▸ AIM OF THE EXERCISE:
Begin the reply with the line containing "Question. Locate the blue" and end it with the final line of the listing, reproducing every line between exactly and adding nothing.

▸ DATA PROVIDED:
┄┄┄┄┄┄

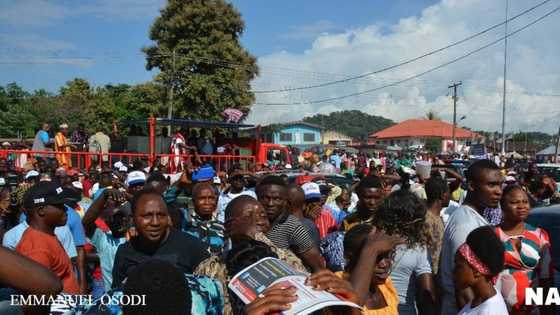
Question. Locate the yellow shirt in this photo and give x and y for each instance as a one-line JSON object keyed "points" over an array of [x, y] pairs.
{"points": [[389, 294]]}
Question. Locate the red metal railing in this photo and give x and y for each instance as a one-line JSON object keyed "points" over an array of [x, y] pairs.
{"points": [[86, 160]]}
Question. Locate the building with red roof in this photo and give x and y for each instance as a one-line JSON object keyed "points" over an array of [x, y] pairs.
{"points": [[413, 133]]}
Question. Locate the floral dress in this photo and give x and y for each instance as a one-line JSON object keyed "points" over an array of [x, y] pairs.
{"points": [[527, 262]]}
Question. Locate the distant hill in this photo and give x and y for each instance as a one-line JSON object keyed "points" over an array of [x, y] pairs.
{"points": [[353, 123]]}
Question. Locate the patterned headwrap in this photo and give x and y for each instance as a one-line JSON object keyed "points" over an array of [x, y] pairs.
{"points": [[473, 260], [335, 193]]}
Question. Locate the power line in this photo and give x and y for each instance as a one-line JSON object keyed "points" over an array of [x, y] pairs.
{"points": [[409, 60], [421, 73]]}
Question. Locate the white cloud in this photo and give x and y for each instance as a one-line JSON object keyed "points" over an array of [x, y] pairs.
{"points": [[532, 67], [309, 31]]}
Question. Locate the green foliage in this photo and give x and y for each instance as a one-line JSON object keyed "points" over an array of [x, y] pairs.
{"points": [[77, 102], [353, 123], [198, 53]]}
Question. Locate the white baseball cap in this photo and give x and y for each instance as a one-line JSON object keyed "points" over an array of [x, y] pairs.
{"points": [[311, 190], [136, 177]]}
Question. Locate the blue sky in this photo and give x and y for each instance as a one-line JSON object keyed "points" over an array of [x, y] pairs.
{"points": [[43, 44]]}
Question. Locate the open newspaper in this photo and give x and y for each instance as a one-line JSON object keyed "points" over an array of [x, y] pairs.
{"points": [[253, 280]]}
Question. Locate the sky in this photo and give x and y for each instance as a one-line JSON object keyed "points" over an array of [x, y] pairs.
{"points": [[45, 43]]}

┄┄┄┄┄┄

▸ COMPLETED EXERCISE:
Question. Locate the blue sky in this photo and give x and y for each instance as a one-line JSON object keyed "points" over an array of [x, y] pairs.
{"points": [[43, 44]]}
Question. Locate the open newspaper in this photo and give x and y for each instance as a one-line JSON object keyed "points" over an array of [x, y] pairs.
{"points": [[253, 280]]}
Question. Locate the sky in this photo and give x and y for each instance as a one-line JSON object keyed "points" over an array of [x, y] pairs.
{"points": [[45, 43]]}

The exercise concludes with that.